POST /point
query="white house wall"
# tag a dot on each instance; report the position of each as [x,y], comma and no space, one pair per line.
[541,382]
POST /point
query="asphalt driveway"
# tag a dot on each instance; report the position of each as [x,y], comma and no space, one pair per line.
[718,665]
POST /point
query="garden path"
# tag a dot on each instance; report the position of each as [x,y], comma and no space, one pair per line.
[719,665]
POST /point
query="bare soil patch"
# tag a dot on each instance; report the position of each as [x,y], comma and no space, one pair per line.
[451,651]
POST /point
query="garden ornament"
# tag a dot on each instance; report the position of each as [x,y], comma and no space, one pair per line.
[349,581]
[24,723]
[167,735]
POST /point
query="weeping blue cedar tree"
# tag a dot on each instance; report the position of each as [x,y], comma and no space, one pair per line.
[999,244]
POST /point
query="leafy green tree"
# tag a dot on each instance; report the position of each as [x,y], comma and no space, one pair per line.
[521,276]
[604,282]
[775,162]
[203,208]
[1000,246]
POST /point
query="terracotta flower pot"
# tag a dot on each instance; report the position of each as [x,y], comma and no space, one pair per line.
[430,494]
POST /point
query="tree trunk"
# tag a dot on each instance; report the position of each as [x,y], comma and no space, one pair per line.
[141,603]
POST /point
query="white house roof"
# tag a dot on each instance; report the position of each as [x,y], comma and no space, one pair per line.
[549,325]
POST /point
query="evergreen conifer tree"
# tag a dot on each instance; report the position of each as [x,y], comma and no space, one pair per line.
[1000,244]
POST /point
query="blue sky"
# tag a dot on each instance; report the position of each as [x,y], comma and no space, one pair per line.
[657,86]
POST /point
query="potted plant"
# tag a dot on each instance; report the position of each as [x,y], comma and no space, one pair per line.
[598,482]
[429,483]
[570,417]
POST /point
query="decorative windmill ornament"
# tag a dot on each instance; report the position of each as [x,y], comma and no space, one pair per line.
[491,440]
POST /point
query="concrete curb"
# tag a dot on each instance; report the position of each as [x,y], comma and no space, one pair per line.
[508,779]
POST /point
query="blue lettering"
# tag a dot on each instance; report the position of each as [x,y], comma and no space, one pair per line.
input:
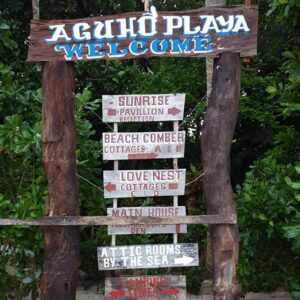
[113,50]
[94,51]
[202,45]
[179,46]
[138,47]
[70,51]
[159,46]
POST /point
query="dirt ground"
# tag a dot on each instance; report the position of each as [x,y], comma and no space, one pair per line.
[277,295]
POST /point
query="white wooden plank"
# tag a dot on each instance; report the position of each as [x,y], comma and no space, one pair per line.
[142,108]
[143,183]
[147,212]
[148,256]
[146,287]
[143,145]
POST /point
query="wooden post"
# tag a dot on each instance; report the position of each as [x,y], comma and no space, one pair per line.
[217,134]
[59,280]
[210,61]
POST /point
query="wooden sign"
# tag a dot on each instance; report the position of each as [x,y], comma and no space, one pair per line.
[143,145]
[146,212]
[143,183]
[142,108]
[146,288]
[207,31]
[148,256]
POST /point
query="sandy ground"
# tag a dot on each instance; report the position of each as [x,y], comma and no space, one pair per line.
[278,295]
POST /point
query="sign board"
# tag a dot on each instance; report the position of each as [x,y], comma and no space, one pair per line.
[143,145]
[143,183]
[146,212]
[207,31]
[148,256]
[142,108]
[146,288]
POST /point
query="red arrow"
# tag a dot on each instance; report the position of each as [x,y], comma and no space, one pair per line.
[173,186]
[143,156]
[173,111]
[117,294]
[110,187]
[170,292]
[112,112]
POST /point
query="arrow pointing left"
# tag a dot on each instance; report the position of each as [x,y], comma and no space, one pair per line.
[170,292]
[110,187]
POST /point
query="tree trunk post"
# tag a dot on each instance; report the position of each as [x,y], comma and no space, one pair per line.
[218,129]
[59,280]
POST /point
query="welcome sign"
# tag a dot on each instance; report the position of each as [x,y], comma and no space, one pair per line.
[202,32]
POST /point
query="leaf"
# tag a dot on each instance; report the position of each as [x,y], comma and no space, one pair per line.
[262,217]
[295,185]
[271,89]
[288,54]
[121,73]
[288,180]
[27,280]
[9,269]
[4,26]
[29,253]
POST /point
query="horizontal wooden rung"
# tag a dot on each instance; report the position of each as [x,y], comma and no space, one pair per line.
[117,221]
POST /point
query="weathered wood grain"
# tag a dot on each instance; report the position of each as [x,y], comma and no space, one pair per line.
[146,288]
[142,108]
[246,44]
[143,183]
[217,134]
[147,256]
[61,244]
[104,221]
[143,145]
[134,212]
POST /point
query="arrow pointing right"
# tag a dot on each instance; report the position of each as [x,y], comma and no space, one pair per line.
[117,294]
[184,260]
[174,111]
[143,156]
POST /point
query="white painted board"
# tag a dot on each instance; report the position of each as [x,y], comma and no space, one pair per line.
[142,108]
[148,256]
[146,287]
[143,145]
[143,183]
[135,212]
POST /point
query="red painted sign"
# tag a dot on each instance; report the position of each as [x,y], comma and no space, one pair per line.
[143,108]
[143,145]
[148,287]
[144,183]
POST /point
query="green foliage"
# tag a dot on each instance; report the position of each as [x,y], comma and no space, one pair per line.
[268,199]
[267,208]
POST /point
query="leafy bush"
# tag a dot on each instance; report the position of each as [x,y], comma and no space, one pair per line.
[267,210]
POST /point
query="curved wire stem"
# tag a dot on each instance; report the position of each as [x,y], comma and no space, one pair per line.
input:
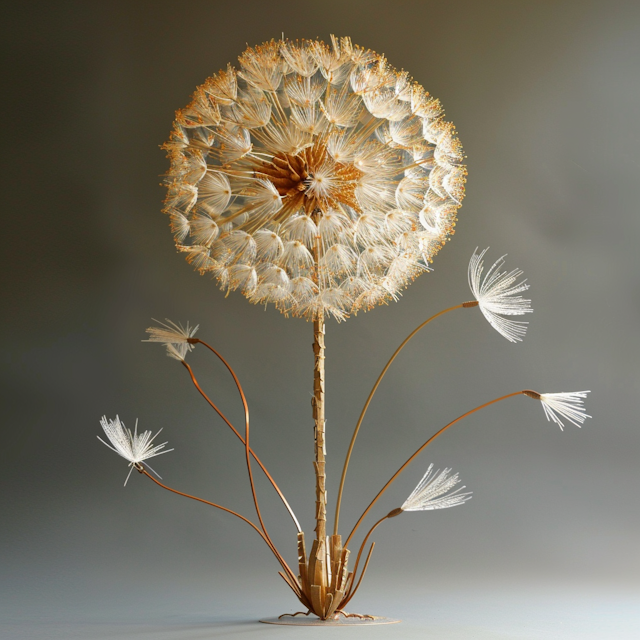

___

◆ **PROBLEM STATEMENT**
A verbatim copy of the entries, without the pictures, is what this task requires.

◆ **COMPLETED EXERCISE**
POST /point
query="white house wall"
# tag a dot on each instance; report the position of each as [x,y], comma and no space, one pair per line.
[541,382]
POST /point
query="asphalt driveway"
# tag a dot on each instance; report the position of each as [x,y], comma and no space, one pair per line.
[718,665]
POST /point
query="garden path"
# tag a dot on each instance; report the position of each as [x,y], comma and no space, one pair per line.
[719,665]
POST /point
query="bare soil patch"
# tag a dot on each instance; report the position of each as [x,y], comma and no space, one pair per line.
[451,651]
POST /point
query="garden ornament"
# tag a dot on each instance; report the position of each as [x,y], comma and no space, one pair per line.
[349,581]
[24,723]
[167,735]
POST /point
query="weeping blue cedar tree"
# tag a dot on each instance; report the position of each as [x,y], comma and no space, one pair per line.
[999,244]
POST /point
query="leafy green tree"
# tag a dot on each instance; report the position of each as [x,y], comma and no space, one pair per line.
[521,276]
[604,282]
[775,162]
[203,208]
[1000,246]
POST /point
query="terracotta flower pot"
# tag a dot on each instance; report the position of each as [x,y], comma and no space, one pair per line.
[430,494]
POST /point
query="tree trunk"
# tag a dot on each instance; report the position of each as [x,y], comma and no space, one pair per line.
[141,603]
POST /point
query="white house roof"
# tag a dot on each instance; report the position of each as [x,y], comma and no space, one pair per line.
[549,325]
POST /point
query="evergreen conifer tree"
# tag a dot on each instance; report the position of each as [x,y], comma and no space, one pair per line.
[1000,244]
POST /point
query="blue sky"
# tag a dot on each instance; report the position of each as [x,y], comma and no space, one pair per line.
[657,86]
POST /point
query="potted plant"
# tag a dot on each instance; report the position of each as [x,y], comma and no space, one pair per line.
[598,482]
[429,483]
[570,417]
POST /point
query="decorative windmill ornament"
# tag a dot on each instance; report the position of each as [x,y], comma and no space, one pair per line.
[491,440]
POST /point
query="concrete curb"
# tag a dot on each instance; report the position of each as [x,y], comma and no space, one pair per line.
[508,779]
POST /point
query="blue lettering"
# tag a dot on each instance; report the position of each as [x,y], comma and no space, one pair per line.
input:
[113,50]
[94,51]
[202,45]
[179,46]
[138,47]
[70,51]
[159,46]
POST /point
query="dirt ground"
# tag a dot on each instance; report the position of each as [x,y], comma and no space, one pair per line.
[277,295]
POST /point
query="white wooden plank"
# tag a dot on each instance; report the position of each as [x,y], comma and no space, one pair per line.
[142,108]
[143,183]
[147,212]
[148,256]
[146,287]
[143,145]
POST /point
query="wooden post"
# tag a dot on each instance; report the position of each as [x,y], comma and no space, one pair per line.
[217,134]
[59,280]
[210,61]
POST /point
query="wooden sign"
# tag a dot on each instance; report the position of each as [x,y], comma and no space, one pair per line.
[143,145]
[146,212]
[143,183]
[142,108]
[146,288]
[207,31]
[148,256]
POST /point
query="sandy ground"
# tag a dot on each instance; report the position of each as [x,y], comma and no space, one pair per line.
[278,295]
POST /point
query="sign board"
# tag a dot on each instance; report the position of each as [x,y], comma and no space, one pair per line.
[143,145]
[143,183]
[146,212]
[207,31]
[148,256]
[142,108]
[146,288]
POST /point
query="red arrow"
# tag a dot on each instance; report the position of each as [x,y], comma and no space, one pair per line.
[173,186]
[143,156]
[173,111]
[117,294]
[110,187]
[170,292]
[112,112]
POST /point
query="arrow pointing left"
# tag a dot on each instance; report the position of each as [x,y], comma and no space, one pair per line.
[170,292]
[110,187]
POST /point
query="tree trunk post"
# tag a dot on each instance; report the position of each as [x,y], comma and no space, one pair per line.
[218,129]
[59,280]
POST /point
query="welcome sign"
# tag a dot on each instance; report the position of each as [x,y], comma and no space, one pair per line.
[202,32]
POST /point
query="leaf"
# tag a dot on each instance; report the position of each as [x,y], comma and no space, one pair per line.
[262,217]
[295,185]
[271,89]
[288,54]
[121,73]
[288,180]
[27,280]
[9,269]
[4,26]
[29,253]
POST /point
query="horizontal wooden rung"
# tag a dot on each instance; report the position of each as [x,y], comma and no space, one pair per line.
[117,221]
POST /point
query="weathered wood grain"
# tag a dot on each instance; report the position of each as [x,y], comma and no space, one pair per line.
[146,288]
[142,108]
[246,44]
[143,183]
[217,134]
[147,256]
[61,244]
[104,221]
[143,145]
[134,212]
POST /point
query="arrow pointing right"
# tag a dot on each instance; report the position of each as [x,y], comma and no space, one pair per line.
[117,294]
[184,260]
[174,111]
[143,156]
POST /point
query="white painted board"
# tag a dot on each instance; report the position of each as [x,y], comma and no space, one pair per line.
[142,108]
[148,256]
[146,287]
[143,145]
[143,183]
[135,212]
POST /point
query="red painted sign"
# tag a dot on each instance; report the position of each as [x,y], comma and no space, one pair per line.
[143,108]
[143,145]
[148,287]
[144,183]
POST /point
query="green foliage"
# tag a dot on each instance; report the position of each as [x,y], comma and no space, one pair per line.
[268,199]
[267,208]
POST /point
query="leafy bush"
# tag a dot on each instance; report the position of each as [x,y], comma and no space, one pair per line.
[267,210]
POST /point
query="curved wire stem"
# tag a dot on each instance; report the position of each as [x,y], comma and no space, one pair per line.
input:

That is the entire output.